If a line below contains the string "snow", return that line.

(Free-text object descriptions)
======
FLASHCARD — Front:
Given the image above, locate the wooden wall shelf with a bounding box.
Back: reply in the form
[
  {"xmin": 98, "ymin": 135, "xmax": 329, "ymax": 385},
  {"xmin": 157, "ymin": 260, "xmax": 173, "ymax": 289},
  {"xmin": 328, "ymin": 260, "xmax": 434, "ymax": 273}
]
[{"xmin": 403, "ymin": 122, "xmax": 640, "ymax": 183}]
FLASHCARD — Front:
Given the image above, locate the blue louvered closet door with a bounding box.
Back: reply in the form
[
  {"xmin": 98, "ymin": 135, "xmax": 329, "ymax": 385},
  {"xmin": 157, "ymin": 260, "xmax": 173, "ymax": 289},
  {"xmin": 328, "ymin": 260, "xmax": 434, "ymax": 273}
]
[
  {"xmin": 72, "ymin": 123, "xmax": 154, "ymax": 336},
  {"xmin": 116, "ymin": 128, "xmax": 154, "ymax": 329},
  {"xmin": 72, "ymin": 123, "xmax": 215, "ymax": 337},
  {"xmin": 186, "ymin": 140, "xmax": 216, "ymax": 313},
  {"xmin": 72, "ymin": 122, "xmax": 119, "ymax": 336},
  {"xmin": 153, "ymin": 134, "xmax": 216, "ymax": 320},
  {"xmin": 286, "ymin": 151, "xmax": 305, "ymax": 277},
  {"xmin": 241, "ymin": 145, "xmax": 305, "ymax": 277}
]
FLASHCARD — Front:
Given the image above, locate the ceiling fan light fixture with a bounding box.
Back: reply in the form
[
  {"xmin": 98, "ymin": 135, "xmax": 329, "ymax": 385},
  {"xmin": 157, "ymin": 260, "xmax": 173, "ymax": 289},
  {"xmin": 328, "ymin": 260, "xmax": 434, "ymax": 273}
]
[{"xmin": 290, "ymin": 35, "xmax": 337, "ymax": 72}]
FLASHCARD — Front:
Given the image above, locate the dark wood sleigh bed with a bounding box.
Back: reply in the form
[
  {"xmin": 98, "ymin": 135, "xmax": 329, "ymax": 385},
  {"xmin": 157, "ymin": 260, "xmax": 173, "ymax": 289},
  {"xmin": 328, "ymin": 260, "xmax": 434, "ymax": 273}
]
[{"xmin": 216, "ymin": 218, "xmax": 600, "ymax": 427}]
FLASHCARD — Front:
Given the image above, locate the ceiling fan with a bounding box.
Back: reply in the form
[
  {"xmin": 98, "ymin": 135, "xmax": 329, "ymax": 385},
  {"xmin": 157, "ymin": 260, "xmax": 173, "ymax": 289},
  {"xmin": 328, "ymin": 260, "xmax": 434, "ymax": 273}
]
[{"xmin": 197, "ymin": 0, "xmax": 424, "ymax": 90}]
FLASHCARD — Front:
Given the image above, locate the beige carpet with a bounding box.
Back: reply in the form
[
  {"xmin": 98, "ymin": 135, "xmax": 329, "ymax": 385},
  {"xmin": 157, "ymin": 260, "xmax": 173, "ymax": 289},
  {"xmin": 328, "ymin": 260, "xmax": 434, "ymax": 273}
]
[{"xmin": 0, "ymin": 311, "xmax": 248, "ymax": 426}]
======
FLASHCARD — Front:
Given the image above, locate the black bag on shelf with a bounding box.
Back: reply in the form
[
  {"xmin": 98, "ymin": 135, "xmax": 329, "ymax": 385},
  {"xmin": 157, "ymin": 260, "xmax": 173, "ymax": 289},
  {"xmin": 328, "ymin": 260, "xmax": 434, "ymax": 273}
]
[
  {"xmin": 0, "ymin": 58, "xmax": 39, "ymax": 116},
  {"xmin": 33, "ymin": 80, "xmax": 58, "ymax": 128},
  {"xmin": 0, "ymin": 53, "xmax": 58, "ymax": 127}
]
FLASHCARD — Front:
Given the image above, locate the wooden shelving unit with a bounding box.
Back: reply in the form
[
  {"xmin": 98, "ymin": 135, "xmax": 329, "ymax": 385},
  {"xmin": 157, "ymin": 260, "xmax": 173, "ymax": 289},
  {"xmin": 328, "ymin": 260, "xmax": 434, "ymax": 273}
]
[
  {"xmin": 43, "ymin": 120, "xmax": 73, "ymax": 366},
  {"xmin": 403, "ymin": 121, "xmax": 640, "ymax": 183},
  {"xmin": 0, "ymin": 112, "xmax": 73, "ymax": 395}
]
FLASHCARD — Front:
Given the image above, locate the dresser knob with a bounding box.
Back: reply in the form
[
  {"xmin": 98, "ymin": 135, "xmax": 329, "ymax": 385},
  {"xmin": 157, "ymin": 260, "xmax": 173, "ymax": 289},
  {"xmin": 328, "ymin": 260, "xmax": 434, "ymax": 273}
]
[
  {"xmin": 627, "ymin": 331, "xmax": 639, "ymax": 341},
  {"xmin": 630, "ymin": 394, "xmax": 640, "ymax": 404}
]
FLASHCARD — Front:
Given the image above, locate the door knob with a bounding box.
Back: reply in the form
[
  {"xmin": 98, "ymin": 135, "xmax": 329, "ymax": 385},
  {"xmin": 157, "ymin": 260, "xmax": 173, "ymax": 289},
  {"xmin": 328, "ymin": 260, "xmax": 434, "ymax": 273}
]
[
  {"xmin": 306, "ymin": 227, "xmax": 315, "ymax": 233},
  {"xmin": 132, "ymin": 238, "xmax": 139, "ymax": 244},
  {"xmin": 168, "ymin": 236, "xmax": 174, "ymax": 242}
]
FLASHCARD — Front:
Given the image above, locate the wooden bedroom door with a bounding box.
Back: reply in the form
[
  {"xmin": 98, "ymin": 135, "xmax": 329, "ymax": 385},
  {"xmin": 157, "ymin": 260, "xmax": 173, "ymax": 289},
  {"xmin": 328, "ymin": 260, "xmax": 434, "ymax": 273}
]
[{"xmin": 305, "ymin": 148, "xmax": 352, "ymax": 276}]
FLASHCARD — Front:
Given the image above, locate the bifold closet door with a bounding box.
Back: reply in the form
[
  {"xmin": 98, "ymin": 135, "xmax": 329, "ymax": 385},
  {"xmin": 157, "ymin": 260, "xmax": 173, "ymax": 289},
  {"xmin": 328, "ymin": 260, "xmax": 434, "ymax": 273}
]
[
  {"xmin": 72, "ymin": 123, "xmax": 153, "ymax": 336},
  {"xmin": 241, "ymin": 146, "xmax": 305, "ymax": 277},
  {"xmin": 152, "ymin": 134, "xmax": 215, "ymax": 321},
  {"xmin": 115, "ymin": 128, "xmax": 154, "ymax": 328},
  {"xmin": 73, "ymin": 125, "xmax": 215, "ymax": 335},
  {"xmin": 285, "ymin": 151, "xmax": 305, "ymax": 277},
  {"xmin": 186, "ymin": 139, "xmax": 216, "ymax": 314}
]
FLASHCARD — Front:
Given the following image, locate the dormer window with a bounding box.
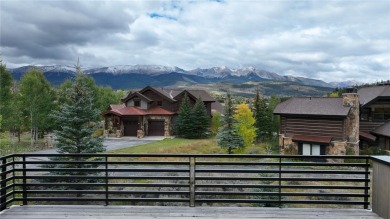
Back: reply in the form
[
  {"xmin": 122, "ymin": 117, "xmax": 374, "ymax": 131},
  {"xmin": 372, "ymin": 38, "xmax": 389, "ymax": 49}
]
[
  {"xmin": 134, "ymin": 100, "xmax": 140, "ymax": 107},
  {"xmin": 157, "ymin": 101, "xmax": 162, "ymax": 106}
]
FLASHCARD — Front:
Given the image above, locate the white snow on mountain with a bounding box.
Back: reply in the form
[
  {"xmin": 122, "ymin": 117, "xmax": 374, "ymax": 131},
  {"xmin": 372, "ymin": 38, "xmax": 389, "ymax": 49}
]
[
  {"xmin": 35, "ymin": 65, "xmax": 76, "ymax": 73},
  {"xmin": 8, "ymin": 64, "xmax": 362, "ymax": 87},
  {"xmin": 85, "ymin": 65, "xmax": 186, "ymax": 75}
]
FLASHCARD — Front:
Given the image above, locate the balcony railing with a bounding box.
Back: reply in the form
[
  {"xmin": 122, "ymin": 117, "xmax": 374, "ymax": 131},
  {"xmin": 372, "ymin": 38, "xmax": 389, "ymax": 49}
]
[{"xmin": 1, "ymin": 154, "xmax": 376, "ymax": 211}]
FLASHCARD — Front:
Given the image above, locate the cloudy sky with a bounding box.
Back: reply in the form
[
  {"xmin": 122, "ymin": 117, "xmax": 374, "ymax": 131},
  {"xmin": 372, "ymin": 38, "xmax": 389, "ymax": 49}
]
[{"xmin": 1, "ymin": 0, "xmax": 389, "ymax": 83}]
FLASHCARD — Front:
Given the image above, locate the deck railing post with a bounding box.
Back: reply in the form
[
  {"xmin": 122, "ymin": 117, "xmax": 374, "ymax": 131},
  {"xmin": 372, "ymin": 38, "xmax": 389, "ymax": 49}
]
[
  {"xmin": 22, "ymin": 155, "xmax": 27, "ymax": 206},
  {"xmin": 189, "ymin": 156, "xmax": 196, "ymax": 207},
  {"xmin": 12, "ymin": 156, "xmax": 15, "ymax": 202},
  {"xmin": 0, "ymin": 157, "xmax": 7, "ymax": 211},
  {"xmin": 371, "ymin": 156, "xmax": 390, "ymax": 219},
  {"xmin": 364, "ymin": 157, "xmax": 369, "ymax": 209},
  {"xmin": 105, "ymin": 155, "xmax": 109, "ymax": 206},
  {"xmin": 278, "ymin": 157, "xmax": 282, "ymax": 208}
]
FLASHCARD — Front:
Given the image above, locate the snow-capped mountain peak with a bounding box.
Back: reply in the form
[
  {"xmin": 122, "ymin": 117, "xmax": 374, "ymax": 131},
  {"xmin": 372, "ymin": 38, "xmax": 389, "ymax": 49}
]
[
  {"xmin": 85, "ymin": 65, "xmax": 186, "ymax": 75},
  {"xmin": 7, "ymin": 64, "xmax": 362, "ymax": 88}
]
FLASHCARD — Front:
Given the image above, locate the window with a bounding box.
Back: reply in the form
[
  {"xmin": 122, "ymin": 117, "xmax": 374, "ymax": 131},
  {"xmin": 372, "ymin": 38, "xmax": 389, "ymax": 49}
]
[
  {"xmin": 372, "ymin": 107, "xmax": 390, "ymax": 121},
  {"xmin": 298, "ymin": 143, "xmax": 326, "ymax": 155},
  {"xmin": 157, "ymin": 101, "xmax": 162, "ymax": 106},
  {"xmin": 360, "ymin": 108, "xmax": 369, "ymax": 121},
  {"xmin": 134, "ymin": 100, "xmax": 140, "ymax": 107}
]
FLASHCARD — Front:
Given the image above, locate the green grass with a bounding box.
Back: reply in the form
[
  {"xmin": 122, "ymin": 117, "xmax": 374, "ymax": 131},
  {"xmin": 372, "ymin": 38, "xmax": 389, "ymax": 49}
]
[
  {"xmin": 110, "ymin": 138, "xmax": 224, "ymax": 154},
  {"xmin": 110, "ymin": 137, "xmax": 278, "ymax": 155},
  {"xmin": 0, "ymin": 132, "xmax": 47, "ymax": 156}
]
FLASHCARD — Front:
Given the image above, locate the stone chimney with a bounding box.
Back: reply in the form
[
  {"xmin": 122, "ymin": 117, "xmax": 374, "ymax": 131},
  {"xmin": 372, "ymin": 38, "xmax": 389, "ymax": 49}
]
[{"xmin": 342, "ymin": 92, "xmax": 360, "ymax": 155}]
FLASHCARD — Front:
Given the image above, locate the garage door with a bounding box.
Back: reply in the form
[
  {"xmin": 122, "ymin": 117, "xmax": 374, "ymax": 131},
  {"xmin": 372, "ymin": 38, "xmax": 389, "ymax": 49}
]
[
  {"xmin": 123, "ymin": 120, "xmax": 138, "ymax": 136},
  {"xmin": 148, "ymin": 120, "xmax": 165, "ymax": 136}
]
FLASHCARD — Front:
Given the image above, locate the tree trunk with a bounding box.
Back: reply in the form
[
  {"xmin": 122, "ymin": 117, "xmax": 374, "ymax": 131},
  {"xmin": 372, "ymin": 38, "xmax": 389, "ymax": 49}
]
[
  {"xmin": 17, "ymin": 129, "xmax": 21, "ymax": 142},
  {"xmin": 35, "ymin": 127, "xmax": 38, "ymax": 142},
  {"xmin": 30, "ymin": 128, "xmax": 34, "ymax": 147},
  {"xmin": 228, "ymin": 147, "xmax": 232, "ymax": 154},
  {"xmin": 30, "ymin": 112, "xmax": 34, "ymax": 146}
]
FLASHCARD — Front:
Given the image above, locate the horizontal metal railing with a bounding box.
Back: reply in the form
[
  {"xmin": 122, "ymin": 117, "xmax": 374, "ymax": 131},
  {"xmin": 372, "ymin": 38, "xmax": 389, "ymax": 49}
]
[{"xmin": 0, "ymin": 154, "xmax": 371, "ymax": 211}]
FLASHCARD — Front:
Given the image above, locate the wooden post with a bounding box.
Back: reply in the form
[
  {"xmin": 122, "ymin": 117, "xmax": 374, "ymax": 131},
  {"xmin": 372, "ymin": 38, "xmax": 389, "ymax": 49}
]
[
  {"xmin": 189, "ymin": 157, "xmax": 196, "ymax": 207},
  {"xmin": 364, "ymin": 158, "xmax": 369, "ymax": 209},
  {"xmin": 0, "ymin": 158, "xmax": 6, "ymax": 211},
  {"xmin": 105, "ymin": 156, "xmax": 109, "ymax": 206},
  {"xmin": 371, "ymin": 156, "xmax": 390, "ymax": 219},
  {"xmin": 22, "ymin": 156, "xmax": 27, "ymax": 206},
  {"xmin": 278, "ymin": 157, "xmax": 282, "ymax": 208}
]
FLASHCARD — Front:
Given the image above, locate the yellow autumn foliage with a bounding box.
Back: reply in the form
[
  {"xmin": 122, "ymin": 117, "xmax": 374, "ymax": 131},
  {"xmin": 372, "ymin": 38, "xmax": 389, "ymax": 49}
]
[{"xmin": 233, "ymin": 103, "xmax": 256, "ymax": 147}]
======
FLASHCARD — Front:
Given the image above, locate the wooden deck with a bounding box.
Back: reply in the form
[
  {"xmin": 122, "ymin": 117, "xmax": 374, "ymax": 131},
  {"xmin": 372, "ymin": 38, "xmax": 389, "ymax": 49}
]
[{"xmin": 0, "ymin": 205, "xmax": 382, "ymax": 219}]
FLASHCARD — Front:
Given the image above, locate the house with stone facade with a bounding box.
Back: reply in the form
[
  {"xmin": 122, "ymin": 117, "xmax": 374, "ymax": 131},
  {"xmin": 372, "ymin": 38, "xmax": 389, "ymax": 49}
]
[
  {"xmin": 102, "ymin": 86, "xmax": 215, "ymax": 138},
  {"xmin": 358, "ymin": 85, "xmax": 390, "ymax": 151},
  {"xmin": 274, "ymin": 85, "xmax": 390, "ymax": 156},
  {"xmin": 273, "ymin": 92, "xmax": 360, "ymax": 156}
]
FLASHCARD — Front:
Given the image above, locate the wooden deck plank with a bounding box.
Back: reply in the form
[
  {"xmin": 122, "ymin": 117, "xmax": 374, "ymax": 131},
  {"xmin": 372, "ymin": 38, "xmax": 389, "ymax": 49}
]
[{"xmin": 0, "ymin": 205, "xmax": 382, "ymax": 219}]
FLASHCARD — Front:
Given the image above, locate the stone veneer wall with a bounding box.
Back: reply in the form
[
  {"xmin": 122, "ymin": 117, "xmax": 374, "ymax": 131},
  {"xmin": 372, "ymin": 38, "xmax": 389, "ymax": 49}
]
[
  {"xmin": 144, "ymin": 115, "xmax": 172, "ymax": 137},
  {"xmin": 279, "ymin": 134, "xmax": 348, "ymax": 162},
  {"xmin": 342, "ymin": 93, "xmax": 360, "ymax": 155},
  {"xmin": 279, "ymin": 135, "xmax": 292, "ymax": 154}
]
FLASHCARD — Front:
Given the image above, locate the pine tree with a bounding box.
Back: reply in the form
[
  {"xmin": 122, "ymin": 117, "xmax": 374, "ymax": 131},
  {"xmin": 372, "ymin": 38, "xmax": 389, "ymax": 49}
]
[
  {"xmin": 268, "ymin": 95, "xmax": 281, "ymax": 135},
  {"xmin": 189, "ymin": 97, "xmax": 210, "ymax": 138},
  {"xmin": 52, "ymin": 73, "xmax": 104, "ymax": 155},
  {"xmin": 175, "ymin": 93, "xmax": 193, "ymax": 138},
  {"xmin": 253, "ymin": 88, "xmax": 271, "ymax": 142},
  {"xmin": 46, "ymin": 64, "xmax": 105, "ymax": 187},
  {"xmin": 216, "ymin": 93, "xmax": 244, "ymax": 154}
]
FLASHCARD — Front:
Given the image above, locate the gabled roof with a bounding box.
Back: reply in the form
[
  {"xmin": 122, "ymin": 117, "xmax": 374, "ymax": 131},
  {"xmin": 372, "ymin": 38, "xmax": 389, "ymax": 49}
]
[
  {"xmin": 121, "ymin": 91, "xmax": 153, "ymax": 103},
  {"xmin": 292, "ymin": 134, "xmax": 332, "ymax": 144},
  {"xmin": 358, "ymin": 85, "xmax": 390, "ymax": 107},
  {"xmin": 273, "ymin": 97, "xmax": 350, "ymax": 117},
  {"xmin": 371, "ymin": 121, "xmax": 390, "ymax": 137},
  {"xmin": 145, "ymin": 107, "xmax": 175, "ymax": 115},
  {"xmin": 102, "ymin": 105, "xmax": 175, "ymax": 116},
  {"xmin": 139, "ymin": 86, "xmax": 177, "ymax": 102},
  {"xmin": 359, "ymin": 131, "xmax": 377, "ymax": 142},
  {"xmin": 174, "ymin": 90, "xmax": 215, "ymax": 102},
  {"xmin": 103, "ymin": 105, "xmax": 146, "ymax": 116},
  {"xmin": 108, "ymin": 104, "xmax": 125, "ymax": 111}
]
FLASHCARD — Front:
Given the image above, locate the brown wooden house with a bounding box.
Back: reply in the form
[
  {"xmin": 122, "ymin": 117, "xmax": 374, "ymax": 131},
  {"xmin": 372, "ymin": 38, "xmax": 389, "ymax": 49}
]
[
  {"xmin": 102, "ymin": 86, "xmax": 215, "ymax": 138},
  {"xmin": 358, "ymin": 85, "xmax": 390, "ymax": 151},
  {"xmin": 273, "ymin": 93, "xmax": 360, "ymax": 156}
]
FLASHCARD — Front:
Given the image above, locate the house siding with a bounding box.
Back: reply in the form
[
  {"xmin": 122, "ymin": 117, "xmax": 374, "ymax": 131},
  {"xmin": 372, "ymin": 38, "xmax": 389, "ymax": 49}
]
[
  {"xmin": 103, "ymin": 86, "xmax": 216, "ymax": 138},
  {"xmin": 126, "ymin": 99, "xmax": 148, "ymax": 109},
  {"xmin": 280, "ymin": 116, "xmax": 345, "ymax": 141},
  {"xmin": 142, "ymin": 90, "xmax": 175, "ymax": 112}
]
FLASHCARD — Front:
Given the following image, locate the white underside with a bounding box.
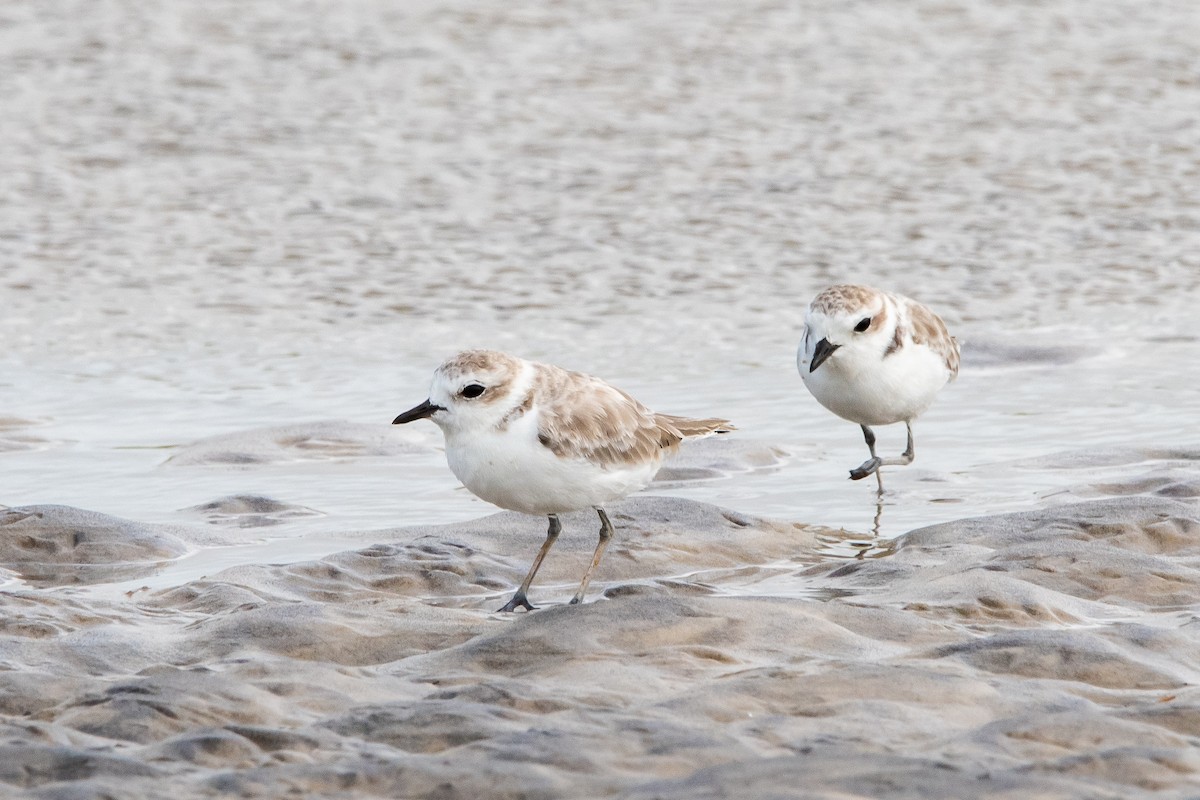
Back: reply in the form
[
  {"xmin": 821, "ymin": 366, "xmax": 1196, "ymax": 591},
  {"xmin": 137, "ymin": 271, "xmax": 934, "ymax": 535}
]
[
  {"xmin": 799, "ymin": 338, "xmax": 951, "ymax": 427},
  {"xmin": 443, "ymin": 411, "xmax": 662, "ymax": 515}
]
======
▶ **Problem solution**
Given the image above, locate the white snow on mountain with a bounding box.
Given the image above, locate the snow-capped mountain peak with a bounding box.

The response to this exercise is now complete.